> Written instruction:
Locate every line of the material below that contains the string "flower", and copy each of those lines.

> Provided material:
----

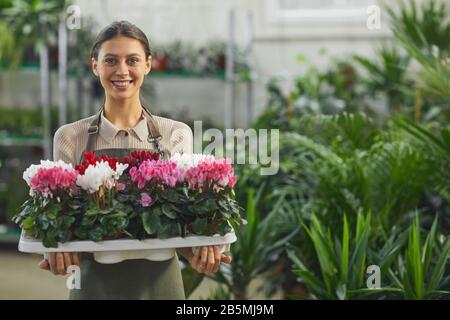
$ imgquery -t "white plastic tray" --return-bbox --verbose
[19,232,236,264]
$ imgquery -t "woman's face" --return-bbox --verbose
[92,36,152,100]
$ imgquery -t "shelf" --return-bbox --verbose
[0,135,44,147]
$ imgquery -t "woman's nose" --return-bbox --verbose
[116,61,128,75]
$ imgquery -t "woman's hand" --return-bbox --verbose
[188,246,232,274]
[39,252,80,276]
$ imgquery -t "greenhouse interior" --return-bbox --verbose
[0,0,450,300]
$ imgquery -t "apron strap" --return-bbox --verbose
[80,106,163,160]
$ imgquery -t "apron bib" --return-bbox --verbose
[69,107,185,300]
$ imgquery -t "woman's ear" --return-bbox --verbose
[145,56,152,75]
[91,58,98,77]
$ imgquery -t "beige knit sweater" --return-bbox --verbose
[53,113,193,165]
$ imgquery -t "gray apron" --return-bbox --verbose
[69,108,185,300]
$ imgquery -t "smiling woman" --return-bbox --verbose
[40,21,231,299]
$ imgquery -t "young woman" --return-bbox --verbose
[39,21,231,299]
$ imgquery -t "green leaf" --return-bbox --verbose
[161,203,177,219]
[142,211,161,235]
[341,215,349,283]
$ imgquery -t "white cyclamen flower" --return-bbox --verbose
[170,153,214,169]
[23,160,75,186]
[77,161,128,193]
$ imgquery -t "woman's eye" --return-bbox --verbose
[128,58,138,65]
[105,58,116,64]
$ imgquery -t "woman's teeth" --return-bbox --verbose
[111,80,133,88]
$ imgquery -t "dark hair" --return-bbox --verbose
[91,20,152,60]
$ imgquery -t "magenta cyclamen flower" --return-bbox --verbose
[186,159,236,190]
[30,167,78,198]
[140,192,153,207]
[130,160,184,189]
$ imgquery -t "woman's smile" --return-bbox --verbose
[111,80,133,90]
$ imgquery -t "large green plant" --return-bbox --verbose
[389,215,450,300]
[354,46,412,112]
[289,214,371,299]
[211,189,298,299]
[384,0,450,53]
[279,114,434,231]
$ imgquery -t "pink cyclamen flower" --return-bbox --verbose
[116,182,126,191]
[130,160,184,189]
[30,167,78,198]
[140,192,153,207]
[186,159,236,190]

----

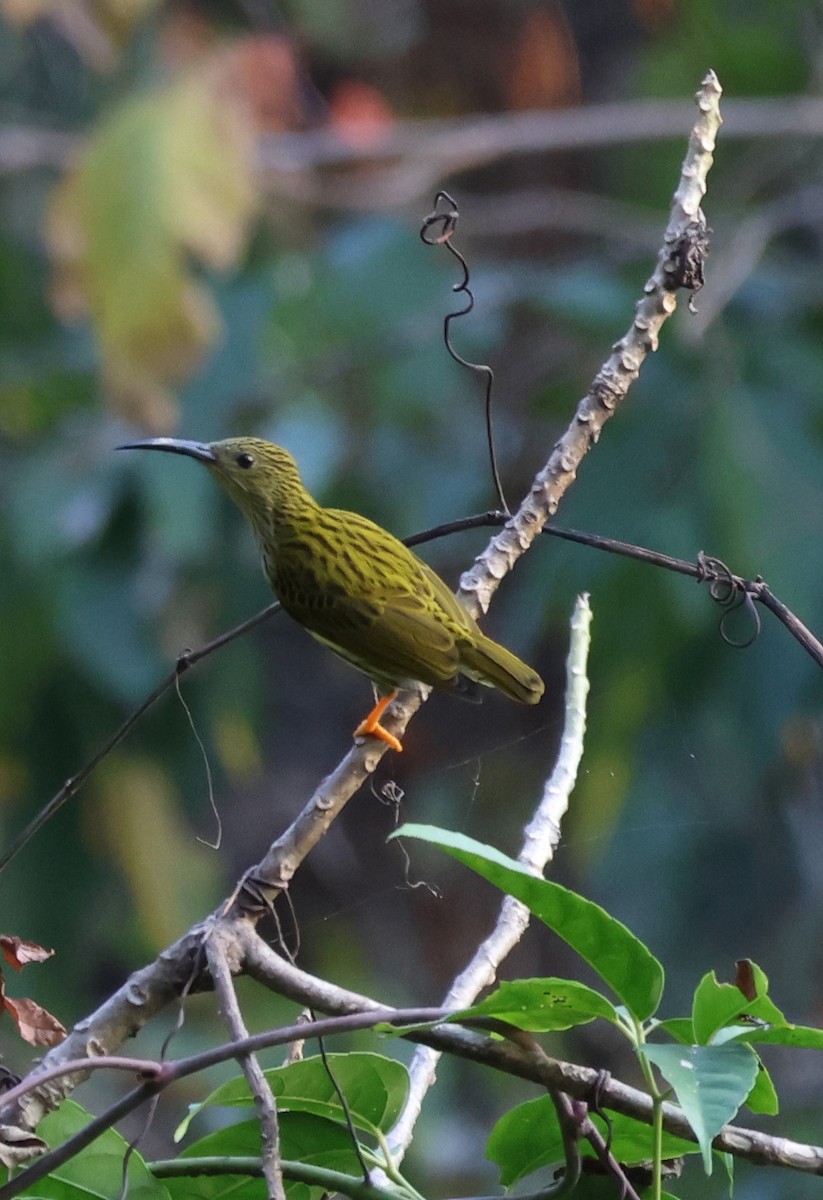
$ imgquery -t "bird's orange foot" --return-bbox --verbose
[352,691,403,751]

----

> Written solution:
$ imgquery -t "white cyclamen flower" --return-bbox --verbose
$ imgquery -t "magenta cyclamen flower" --return-bbox --verbose
$ imgquery -t "pink cyclamen flower" --return-bbox --verbose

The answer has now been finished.